* _WHAT YOU SHOULD DO_
Copy out every line from the records that includes "below".

* _Dataset entries_

------------------------------------------------

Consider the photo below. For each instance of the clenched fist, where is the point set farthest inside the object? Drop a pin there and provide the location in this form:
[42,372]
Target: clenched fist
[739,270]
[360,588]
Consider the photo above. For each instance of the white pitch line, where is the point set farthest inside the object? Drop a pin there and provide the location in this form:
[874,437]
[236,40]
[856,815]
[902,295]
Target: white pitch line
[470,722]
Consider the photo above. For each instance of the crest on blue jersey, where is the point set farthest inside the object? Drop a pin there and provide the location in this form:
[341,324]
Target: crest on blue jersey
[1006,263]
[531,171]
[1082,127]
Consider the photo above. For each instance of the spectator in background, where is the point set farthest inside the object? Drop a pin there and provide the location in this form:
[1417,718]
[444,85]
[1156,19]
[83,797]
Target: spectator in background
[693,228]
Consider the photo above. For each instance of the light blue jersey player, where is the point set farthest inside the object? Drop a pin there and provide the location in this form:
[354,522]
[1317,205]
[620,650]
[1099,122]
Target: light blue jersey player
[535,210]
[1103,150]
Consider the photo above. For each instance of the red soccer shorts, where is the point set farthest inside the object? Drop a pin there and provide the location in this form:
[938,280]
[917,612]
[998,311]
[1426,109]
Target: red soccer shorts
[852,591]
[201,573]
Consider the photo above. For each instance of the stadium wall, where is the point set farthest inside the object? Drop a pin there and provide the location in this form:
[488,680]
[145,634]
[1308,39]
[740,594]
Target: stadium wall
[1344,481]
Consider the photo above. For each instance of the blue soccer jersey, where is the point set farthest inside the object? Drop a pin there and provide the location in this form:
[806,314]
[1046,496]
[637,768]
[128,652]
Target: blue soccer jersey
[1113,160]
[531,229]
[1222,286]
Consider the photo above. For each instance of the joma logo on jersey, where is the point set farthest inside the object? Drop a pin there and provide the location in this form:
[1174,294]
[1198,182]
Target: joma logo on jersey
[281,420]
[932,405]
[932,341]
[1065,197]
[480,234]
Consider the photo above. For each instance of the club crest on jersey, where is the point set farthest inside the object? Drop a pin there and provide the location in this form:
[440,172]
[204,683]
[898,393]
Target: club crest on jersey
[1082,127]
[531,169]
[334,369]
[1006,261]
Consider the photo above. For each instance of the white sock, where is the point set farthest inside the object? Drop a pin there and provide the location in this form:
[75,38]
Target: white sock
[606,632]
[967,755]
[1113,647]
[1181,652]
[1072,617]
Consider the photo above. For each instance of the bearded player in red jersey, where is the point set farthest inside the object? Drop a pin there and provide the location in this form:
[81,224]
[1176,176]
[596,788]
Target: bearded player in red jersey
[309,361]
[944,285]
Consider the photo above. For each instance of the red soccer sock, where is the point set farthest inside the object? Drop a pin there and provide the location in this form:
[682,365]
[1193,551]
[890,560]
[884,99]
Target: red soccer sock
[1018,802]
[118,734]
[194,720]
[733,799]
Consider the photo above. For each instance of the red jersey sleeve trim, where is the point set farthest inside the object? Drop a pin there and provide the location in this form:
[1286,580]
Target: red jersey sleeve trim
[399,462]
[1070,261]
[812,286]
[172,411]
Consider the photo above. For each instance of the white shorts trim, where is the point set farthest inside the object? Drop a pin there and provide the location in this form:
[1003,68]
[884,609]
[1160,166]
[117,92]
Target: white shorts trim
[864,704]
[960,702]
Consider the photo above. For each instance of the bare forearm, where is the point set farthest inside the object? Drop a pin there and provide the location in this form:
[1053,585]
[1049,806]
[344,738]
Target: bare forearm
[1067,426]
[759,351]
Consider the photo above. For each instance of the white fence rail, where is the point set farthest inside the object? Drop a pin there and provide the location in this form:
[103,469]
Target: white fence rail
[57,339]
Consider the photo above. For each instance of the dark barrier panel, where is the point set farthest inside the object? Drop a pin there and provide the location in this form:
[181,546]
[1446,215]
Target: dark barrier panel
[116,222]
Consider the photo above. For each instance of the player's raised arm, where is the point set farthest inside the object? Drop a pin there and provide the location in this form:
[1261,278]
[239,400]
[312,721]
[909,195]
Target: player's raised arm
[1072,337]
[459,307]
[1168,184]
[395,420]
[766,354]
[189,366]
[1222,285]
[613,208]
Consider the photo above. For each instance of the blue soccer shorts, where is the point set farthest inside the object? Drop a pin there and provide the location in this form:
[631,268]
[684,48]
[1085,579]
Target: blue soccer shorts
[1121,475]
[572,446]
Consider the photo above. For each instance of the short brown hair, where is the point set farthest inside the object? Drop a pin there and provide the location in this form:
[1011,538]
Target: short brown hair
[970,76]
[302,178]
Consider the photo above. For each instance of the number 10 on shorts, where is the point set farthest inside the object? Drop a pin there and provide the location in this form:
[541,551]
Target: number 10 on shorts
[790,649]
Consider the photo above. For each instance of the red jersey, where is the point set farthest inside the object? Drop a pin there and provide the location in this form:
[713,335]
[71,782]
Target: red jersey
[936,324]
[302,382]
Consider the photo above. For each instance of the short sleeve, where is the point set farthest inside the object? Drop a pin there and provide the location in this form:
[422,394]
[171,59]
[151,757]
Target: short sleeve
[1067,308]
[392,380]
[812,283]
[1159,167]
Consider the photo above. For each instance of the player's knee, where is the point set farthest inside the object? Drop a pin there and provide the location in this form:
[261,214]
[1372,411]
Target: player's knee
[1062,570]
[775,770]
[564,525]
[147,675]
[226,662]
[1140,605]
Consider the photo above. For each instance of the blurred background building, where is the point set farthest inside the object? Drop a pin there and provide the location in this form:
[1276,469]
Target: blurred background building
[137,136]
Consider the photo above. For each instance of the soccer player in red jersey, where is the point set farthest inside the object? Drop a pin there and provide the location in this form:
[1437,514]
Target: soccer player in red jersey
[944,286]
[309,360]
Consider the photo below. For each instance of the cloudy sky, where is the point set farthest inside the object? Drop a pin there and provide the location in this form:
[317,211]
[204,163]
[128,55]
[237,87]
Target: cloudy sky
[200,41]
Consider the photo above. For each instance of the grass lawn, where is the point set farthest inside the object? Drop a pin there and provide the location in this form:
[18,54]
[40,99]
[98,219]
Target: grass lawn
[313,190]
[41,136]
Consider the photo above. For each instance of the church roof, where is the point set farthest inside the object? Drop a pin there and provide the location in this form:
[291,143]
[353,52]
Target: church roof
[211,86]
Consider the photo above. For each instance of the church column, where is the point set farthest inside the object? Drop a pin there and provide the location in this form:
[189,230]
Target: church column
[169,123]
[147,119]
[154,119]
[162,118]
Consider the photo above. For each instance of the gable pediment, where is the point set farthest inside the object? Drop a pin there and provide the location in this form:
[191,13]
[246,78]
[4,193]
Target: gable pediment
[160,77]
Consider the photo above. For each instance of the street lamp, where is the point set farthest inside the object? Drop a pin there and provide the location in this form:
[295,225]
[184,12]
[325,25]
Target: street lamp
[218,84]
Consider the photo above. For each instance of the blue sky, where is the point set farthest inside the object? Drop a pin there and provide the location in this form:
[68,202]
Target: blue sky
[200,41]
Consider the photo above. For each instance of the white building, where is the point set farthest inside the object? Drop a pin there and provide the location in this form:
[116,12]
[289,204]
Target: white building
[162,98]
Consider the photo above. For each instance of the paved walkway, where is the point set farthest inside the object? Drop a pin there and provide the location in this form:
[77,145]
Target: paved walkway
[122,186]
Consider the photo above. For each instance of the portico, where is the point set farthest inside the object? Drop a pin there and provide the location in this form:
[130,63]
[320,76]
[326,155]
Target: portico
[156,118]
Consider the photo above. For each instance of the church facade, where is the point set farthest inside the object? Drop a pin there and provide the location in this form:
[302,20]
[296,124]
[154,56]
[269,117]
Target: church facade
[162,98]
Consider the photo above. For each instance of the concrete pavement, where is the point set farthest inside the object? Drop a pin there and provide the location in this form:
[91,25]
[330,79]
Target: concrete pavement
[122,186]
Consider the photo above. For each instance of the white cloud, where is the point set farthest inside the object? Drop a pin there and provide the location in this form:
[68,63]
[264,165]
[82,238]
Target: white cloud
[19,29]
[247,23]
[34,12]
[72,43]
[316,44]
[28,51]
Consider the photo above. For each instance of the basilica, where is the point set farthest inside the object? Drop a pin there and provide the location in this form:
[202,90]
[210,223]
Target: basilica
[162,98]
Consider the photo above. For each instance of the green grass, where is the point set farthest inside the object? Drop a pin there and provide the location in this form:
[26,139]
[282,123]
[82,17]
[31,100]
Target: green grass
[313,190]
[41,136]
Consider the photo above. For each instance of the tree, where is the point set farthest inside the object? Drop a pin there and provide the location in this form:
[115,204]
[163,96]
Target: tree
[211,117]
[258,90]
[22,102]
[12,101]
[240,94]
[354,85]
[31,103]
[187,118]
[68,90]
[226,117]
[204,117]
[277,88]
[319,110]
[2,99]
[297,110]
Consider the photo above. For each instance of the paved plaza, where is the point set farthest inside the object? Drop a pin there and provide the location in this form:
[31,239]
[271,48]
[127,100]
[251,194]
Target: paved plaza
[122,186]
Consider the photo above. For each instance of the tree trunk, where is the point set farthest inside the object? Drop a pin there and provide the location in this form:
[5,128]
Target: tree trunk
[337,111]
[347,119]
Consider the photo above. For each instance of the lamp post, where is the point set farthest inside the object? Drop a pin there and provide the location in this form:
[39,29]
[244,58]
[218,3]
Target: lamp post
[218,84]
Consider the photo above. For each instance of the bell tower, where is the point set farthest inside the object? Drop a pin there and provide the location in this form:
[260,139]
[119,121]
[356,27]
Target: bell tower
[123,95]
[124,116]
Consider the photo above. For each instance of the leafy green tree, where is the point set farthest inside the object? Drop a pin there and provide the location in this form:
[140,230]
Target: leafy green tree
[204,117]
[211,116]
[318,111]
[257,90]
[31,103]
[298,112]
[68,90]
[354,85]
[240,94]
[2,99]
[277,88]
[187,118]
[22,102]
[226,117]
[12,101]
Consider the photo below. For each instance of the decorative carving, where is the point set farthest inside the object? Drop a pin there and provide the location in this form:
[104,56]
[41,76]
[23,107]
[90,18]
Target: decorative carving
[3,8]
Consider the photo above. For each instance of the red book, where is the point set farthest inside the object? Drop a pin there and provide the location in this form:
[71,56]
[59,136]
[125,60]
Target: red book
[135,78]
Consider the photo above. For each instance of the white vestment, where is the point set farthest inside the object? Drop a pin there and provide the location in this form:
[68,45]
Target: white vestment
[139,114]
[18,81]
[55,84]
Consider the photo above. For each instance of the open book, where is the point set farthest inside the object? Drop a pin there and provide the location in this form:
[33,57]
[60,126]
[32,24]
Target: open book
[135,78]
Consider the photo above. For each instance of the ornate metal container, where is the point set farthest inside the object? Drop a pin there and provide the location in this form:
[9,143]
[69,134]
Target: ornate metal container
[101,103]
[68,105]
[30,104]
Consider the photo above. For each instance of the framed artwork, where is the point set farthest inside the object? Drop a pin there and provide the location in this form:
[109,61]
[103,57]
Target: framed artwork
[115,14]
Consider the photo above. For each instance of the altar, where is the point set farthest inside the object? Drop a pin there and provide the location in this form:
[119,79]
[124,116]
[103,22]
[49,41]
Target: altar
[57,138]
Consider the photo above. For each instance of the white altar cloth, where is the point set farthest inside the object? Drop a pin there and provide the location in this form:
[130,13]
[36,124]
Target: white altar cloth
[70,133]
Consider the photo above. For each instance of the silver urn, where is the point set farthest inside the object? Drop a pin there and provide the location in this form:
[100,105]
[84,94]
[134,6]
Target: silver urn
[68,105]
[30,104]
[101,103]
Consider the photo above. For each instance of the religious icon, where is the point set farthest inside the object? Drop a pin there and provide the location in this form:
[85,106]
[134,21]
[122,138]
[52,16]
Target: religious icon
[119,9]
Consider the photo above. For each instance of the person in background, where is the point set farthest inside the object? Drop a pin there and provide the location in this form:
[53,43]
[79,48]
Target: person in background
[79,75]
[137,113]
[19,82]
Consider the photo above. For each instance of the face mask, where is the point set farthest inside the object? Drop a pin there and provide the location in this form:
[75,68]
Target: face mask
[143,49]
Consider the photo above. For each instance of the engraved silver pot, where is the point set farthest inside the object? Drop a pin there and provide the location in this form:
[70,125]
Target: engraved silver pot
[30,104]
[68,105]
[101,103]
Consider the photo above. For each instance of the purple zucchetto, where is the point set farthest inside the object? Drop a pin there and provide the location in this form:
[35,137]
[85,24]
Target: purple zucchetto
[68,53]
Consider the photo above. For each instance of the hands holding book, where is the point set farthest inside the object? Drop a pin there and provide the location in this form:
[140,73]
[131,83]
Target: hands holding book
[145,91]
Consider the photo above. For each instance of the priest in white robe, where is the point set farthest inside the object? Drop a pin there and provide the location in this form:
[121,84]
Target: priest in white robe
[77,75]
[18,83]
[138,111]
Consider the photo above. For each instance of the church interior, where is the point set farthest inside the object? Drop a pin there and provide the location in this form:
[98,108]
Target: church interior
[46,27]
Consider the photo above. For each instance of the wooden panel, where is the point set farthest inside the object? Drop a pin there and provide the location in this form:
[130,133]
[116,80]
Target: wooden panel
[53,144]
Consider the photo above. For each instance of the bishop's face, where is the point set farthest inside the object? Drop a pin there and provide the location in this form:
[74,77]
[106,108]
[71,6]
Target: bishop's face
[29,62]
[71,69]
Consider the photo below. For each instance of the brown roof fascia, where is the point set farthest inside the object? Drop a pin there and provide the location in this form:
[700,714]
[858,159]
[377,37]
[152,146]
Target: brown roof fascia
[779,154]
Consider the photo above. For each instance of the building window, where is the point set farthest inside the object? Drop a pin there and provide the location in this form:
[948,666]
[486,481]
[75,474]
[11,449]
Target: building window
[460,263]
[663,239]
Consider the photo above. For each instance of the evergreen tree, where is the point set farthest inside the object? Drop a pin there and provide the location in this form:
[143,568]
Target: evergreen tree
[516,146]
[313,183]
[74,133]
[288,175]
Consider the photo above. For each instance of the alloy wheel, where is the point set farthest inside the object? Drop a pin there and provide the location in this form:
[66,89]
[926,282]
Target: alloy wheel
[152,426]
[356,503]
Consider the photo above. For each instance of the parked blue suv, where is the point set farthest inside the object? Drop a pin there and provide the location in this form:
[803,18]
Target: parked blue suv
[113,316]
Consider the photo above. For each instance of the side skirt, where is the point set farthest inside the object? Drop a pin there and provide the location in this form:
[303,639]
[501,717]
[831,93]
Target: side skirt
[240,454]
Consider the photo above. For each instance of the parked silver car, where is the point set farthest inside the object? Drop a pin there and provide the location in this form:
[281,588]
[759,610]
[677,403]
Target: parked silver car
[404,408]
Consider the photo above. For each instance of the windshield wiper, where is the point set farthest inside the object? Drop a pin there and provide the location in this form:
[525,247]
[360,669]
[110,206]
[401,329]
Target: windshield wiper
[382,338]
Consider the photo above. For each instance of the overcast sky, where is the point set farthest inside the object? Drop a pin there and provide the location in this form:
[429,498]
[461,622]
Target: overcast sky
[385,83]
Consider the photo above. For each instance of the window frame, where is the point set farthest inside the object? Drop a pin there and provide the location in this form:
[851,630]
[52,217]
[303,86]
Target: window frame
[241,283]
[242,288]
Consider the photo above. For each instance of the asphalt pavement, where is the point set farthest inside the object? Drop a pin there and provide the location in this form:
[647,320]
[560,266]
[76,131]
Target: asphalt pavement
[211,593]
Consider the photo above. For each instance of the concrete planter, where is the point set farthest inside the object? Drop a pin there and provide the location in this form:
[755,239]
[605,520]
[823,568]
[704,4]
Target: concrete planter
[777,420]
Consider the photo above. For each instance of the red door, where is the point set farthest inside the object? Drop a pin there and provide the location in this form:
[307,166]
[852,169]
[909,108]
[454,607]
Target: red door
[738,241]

------------------------------------------------

* _TASK OUTPUT_
Consider the photo below. For each instance of the clenched fist, where is the point set farthest inside the object? Drop a pin there and provide the location in this form:
Consider the photo below. For each instance of the cloudy sky, where is the point set farthest inside the object? Drop a pin there and provide the location in this form:
Consider the photo below. For each instance of the decorative carving, where is the point set farthest inside the object? Drop a pin there and provide the location in this form:
Consider the photo below. For each instance of the brown roof fascia, where is the point set farthest inside the object? Drop a pin there and provide the location in this form:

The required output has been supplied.